====== PAGE TEXT ======

Third Energy Package & UkraineMarch 6, 2015
There are simply far too many historical entries on the blog identifying Ukrainian energy as a major font of corruption from which so many drink – directly and indirectly. In every such entry over the many years the subject has been raised, albeit ad hoc, each one has called for the butchery of Naftagaz, the epicenter of energy corruption in the nation.
This testimony by Igor Kolomoisky yesterday, himself a beneficiary of nefarious energy deals, mergers, acquisitions – and ultimately corruption – is but the tip of the iceberg. Indeed the testimony reveals nothing that wasn’t already previously known to those that follow the shenanigans surrounding energy in Ukraine. It does however, at the very least, partially display the systematic, systemic, long standing, and occasionally complex/occasionally blatant dirty deals and bribery made behind the curtain.

====== COLLECTED MATERIAL ======

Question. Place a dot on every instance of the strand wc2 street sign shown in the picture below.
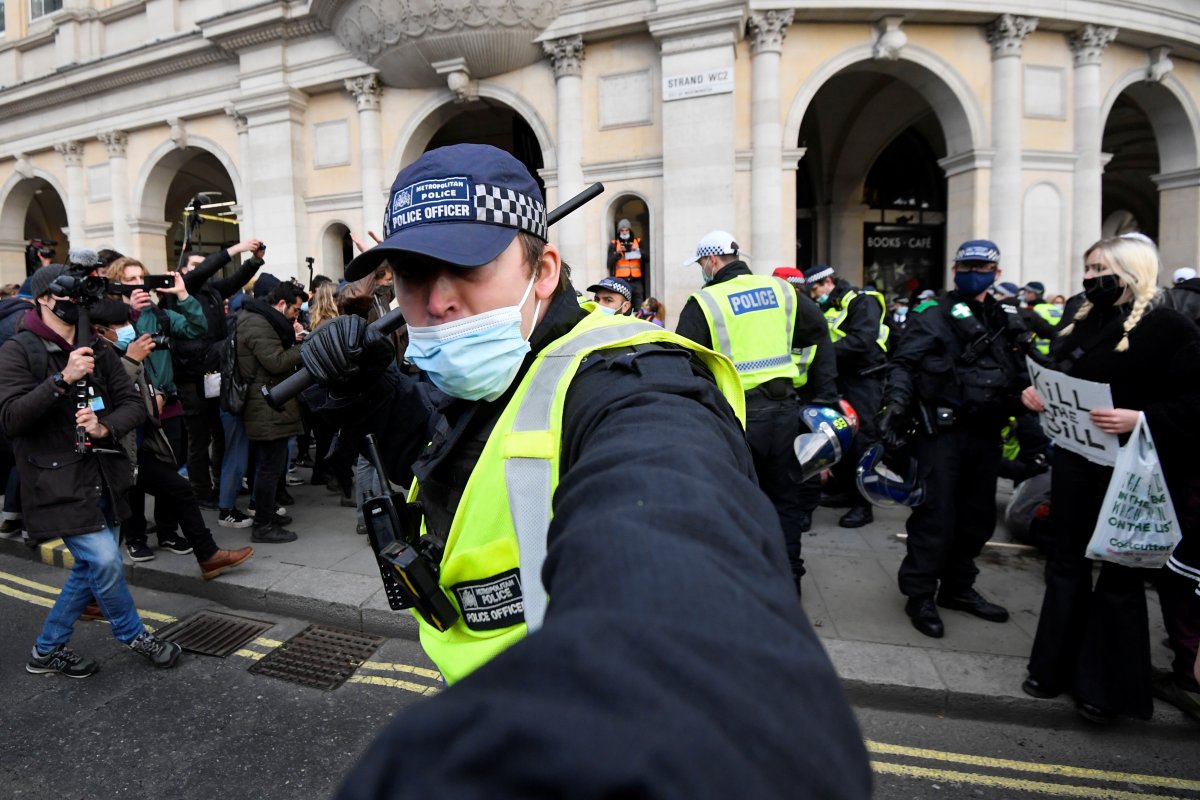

======

## INSTRUCTIONS
a. List the things that the post on Ukrainian energy corruption says Igor Kolomoisky has been a beneficiary of.
b. In the post on Ukrainian energy corruption, what is Naftagaz called?
c. Extend the post on Ukrainian energy corruption, picking up after its final sentence.
The data above are separate material, unrelated to the post on Ukrainian energy corruption.

## ANSWERS
a.
- Nefarious energy deals
- Mergers
- Acquisitions
- Corruption

b. The epicenter of energy corruption in the nation.

c.
It comes on the same day that the EU again called on Ukraine to make headway toward meeting the legal requirements of the Third Energy Package (legislation that is entirely abhorrent to The Kremlin). Compliance with this legislation would at the very least require a “restructuring” of Naftogaz, which if not quite the much needed butchery, would certainly go beyond cosmetic surgery.
Ukraine is already a member of the Energy Community Treaty, which theoretically if actually implemented in full and enforced, when multiplied by the requirements of the Third Energy Package, would also put Ukraine in compliance with Chapter 15 of the acquis communautaire regarding “Energy”.
Chapter 15 of the Acquis underlines the EU energy policy objectives including the improvement of competitiveness, security of energy supplies and the protection of the environment. It also consists of rules and policies, notably regarding competition and state aids (including in the coal sector), the internal energy market (opening up of the electricity and gas markets, promotion of renewable energy sources), energy efficiency, nuclear energy and nuclear safety and radiation protection.
There is then the AA/DCFTA between the EU and Ukraine which refers to the above linked ECT, and created a four pillared approach relating to pricing (and dual pricing), transport and transit (per Art 7 of the ECT and Art V of GATT), independent regulators and non-discriminatory exploratory /production rules.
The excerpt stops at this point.